Provided text ::

The activist alleged that Mr Gadkari was involved in an irrigation scam worth millions of dollars.

Mr Kejriwal accused the BJP leader of stealing "the water, power and land of poor farmers".

Mr Gadkari has rejected similar charges by activists in the past.

When the allegations were first made by activist Anjali Damania, who accused Mr Gadkari of allegedly covering up the Maharashtra irrigation scandal, the BJP leader described them as "false, baseless and defamatory".


Nitin Gadkari was appointed leader of the Bharatiya Janata Party in December 2009.

His appointment surprised many within the party and outside.

A politician from the western state of Maharashtra, he was considered an outsider by the party leadership in Delhi and a political lightweight.

But, Mr Gadkari, a 55-year-old businessman, is considered close to the Rashtriya Swayamsevak Sangh (RSS), the Hindu nationalist organisation which is the ideological parent of the BJP.

Before his elevation to the party president's post, he headed the BJP in Maharashtra and served as a minister in the state government from 1995 to 1999.

He said he would "quit politics if any charges are proved".

In recent days, Mr Kejriwal has made serious corruption allegations against Law Minister Salman Khurshid and Robert Vadra, son-in-law of the ruling Congress party chief Sonia Gandhi.

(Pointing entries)
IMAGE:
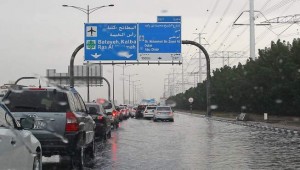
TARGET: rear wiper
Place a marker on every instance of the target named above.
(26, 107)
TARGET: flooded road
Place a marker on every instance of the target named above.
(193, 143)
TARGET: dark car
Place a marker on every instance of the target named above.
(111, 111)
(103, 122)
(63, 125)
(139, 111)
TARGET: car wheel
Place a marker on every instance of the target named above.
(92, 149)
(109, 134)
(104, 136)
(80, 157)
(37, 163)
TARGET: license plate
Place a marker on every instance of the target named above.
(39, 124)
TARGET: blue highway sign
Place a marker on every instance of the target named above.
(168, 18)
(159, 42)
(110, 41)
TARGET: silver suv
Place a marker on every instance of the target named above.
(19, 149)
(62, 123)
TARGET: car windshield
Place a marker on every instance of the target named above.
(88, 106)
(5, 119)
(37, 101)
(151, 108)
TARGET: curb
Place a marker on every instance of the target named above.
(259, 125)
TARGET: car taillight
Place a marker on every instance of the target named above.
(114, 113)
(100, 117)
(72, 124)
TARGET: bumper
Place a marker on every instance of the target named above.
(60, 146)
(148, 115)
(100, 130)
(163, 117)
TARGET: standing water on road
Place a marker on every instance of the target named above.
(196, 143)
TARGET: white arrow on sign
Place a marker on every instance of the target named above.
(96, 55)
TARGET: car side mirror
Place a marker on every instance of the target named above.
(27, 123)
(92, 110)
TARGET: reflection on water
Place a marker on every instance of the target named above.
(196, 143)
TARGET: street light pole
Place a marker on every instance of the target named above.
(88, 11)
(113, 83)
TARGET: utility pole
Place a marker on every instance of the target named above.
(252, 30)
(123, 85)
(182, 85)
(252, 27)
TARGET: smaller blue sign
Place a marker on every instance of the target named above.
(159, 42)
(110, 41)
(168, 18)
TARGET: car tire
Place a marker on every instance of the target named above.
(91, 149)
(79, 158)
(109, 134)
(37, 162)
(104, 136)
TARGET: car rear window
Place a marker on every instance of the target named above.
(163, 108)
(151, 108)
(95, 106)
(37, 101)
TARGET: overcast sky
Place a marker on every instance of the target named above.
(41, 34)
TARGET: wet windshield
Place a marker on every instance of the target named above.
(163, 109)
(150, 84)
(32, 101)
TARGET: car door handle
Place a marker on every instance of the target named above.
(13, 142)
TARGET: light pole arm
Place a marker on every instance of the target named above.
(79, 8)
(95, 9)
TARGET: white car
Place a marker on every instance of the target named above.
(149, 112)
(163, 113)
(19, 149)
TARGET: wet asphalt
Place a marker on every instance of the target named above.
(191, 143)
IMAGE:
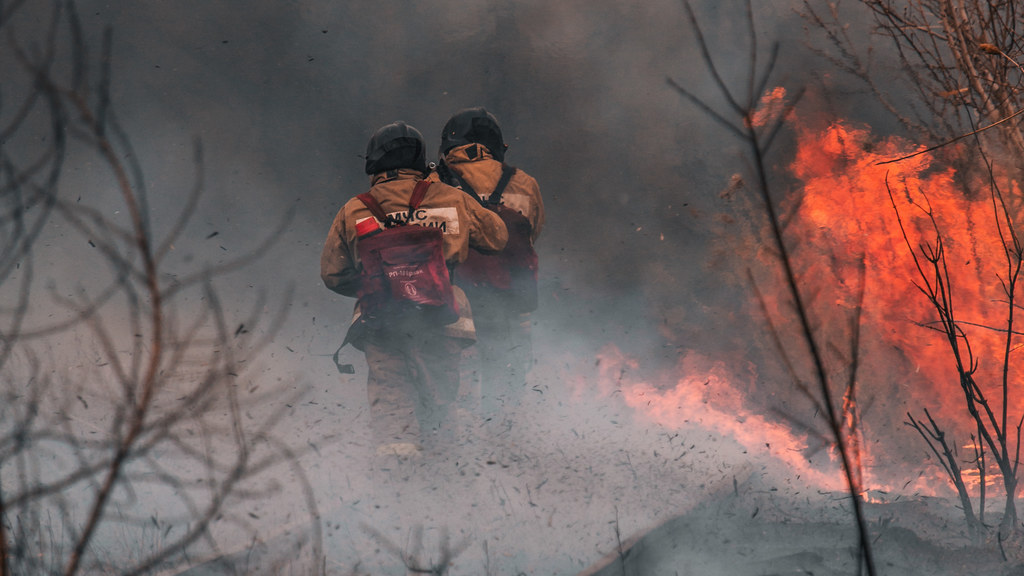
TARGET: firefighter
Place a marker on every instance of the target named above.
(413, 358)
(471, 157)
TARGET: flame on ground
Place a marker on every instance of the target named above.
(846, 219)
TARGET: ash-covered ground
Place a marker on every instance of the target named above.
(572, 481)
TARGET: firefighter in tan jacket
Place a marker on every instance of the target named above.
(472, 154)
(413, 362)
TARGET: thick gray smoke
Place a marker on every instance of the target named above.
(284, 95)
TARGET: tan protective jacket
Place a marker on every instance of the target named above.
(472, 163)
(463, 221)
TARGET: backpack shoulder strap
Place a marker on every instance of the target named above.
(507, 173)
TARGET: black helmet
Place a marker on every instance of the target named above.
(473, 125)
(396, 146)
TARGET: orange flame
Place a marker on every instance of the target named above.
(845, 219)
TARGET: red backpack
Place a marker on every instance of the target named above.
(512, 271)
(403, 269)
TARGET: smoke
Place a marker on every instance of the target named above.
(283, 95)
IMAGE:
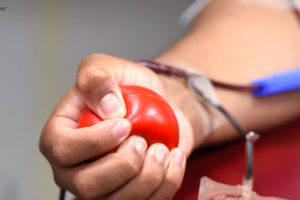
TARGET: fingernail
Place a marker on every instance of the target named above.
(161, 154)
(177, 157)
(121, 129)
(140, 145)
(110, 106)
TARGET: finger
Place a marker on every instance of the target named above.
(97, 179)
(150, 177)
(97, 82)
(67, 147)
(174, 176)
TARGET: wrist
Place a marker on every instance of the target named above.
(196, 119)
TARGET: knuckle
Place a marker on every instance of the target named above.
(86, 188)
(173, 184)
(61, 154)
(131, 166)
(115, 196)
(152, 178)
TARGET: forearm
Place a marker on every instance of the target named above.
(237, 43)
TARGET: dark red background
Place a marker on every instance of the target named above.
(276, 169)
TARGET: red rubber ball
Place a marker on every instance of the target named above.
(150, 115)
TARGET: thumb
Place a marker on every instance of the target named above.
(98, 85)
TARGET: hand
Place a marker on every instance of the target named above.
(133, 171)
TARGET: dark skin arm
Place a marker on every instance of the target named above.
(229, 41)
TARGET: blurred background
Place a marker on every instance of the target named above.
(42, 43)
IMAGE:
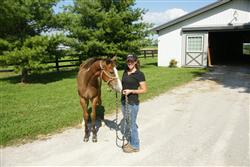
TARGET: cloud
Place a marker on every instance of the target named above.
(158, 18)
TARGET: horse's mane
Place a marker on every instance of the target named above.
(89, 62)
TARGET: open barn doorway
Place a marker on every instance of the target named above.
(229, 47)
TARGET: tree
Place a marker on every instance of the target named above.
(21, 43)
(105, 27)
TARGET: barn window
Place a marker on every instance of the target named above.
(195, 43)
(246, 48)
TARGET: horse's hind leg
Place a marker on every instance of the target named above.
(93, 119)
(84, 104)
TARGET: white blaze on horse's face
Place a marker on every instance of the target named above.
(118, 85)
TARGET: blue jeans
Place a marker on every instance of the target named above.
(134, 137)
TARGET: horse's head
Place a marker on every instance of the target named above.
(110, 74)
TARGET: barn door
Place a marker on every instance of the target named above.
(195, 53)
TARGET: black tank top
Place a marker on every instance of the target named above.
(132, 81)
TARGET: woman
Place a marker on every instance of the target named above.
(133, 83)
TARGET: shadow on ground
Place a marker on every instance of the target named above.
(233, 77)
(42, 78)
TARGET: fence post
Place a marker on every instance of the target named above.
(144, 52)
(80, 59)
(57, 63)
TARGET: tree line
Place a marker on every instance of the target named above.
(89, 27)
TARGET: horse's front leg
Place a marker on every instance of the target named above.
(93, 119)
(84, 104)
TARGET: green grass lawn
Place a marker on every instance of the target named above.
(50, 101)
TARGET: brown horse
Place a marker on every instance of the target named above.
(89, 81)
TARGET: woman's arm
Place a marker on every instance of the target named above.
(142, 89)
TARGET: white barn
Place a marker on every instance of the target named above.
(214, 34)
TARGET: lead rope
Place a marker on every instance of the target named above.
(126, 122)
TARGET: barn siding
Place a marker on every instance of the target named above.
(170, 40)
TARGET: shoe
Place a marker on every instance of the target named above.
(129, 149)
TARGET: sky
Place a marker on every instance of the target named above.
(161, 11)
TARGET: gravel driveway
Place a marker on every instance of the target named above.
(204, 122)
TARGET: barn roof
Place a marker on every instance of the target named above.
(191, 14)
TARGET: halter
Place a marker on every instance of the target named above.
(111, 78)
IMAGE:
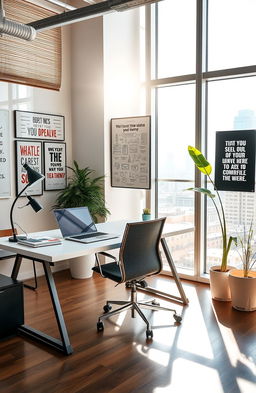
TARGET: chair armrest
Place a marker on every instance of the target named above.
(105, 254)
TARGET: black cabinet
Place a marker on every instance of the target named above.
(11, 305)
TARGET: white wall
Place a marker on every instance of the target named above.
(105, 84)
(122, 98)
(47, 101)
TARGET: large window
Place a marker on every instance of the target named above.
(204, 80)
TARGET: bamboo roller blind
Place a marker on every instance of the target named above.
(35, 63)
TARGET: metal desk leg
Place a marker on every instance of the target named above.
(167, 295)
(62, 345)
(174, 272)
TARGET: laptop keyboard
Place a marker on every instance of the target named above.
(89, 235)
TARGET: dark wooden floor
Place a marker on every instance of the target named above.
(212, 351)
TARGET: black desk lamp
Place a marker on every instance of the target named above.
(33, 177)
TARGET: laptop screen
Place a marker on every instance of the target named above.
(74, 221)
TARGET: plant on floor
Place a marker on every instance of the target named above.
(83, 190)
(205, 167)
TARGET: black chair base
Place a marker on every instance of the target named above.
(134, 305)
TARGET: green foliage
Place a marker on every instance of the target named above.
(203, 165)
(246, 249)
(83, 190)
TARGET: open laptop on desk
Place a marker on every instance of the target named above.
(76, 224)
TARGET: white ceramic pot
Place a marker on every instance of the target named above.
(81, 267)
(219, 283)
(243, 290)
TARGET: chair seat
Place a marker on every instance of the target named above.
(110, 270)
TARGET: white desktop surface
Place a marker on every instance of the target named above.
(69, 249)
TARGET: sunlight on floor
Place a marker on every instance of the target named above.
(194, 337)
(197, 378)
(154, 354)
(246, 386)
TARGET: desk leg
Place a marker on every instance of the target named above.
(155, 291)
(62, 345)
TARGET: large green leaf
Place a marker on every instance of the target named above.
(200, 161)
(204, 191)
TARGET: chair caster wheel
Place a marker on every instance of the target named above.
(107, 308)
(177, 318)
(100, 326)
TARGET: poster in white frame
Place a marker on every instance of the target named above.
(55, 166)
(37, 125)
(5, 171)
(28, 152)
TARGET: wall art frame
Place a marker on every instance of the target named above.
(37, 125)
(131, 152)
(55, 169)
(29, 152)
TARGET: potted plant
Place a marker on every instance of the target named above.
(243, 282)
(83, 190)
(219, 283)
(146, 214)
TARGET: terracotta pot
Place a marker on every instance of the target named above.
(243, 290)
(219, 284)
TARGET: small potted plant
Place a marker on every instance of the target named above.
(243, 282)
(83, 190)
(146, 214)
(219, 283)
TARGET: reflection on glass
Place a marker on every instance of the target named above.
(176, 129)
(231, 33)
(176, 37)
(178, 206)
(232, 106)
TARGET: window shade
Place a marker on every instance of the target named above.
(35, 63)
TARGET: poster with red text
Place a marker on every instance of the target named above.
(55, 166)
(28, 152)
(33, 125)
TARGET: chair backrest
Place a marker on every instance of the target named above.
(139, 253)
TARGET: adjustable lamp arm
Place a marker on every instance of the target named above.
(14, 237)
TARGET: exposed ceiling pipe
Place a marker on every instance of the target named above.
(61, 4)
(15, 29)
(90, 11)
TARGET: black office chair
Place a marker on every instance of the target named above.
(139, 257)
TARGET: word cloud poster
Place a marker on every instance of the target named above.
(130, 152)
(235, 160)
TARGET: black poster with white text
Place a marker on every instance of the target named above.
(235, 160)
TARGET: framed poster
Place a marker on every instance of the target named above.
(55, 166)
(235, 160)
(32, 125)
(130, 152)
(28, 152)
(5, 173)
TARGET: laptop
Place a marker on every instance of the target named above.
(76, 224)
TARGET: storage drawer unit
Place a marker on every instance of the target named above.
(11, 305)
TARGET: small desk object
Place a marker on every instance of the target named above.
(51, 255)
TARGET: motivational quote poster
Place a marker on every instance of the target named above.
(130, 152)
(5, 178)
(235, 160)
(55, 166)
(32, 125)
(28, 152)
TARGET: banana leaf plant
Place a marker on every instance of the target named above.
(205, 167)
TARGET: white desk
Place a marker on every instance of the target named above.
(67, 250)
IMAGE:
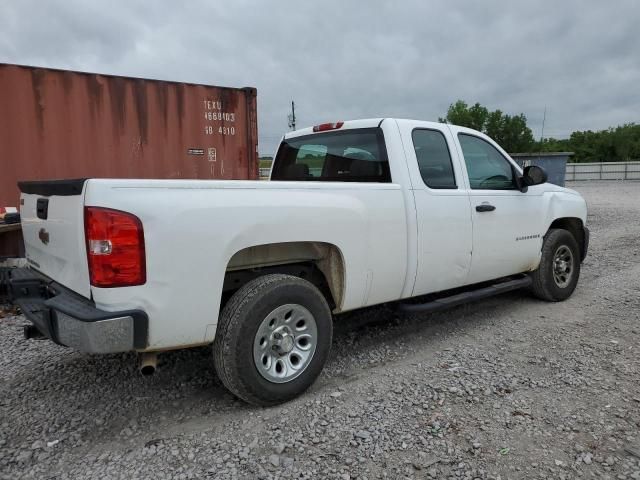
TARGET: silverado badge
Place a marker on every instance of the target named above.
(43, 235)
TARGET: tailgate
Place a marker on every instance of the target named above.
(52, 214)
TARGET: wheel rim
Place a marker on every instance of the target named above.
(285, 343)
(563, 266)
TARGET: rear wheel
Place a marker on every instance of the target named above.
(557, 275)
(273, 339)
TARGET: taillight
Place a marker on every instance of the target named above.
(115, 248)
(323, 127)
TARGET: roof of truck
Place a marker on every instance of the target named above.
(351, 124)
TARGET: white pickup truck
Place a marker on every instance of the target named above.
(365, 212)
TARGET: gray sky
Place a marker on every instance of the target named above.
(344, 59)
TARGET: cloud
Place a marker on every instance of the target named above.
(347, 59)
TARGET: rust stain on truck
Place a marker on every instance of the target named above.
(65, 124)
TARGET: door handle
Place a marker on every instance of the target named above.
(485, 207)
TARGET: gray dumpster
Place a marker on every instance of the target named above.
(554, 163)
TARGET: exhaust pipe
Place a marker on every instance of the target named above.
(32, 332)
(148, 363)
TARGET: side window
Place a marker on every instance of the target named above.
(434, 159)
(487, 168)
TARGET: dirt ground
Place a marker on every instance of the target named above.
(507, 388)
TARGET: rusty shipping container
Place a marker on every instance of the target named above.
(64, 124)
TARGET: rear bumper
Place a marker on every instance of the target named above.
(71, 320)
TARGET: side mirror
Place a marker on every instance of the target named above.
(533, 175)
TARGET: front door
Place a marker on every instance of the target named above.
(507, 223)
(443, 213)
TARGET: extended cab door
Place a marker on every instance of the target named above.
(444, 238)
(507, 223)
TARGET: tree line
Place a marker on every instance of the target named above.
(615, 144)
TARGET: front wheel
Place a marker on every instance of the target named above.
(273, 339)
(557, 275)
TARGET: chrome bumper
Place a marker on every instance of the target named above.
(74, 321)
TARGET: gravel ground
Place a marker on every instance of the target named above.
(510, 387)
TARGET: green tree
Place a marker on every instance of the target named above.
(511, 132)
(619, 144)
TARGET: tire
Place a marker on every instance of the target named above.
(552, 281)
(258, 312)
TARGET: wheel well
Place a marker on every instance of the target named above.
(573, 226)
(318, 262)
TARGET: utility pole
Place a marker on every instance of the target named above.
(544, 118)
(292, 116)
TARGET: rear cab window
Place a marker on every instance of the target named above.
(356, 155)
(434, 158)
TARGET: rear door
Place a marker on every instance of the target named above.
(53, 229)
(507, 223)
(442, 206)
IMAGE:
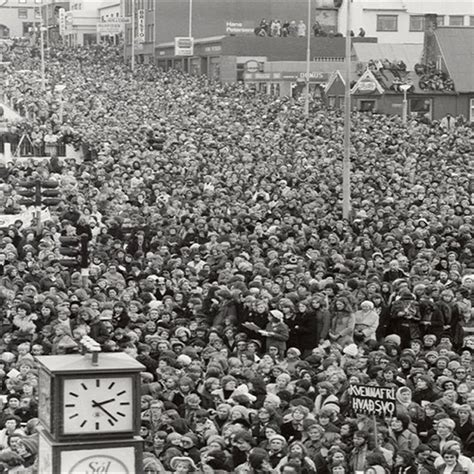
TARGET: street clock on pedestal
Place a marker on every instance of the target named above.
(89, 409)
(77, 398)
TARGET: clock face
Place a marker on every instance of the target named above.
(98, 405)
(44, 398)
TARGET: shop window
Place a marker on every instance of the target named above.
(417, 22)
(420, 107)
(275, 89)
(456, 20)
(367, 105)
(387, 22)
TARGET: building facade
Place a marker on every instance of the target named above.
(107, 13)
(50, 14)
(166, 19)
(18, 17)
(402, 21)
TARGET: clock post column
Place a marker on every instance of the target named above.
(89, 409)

Objectives ::
1. According to the news excerpt about Nitin Gadkari, when was he appointed leader of the Bharatiya Janata Party?
2. Continue the news excerpt about the allegations against Nitin Gadkari from its final sentence onward.

The answers ::
1. He was appointed in December 2009.

2.
Both men strenuously deny the allegations.

On Wednesday, Mr Kejriwal and Ms Damania appeared at a crowded press conference in the capital, Delhi.

Mr Kejriwal alleged that Mr Gadkari's business interests were "flourishing in Maharashtra at the cost of dying farmers".

He alleged that Mr Gadkari had "remained silent" in the irrigation scandal - which recently led to the resignation of former Maharashtra deputy chief minister Ajit Pawar - because Mr Pawar had helped him acquire land for irrigation projects.

Mr Kejriwal, who recently entered politics and announced a new political party "to fight corruption and the culture of bribe-taking", has threatened to expose corrupt leaders from the government and opposition parties.

India has been hit by a series of corruption scandals recently and the allegations against Mr Gadkari are the latest by Mr Kejriwal's group to be aimed at senior politicians.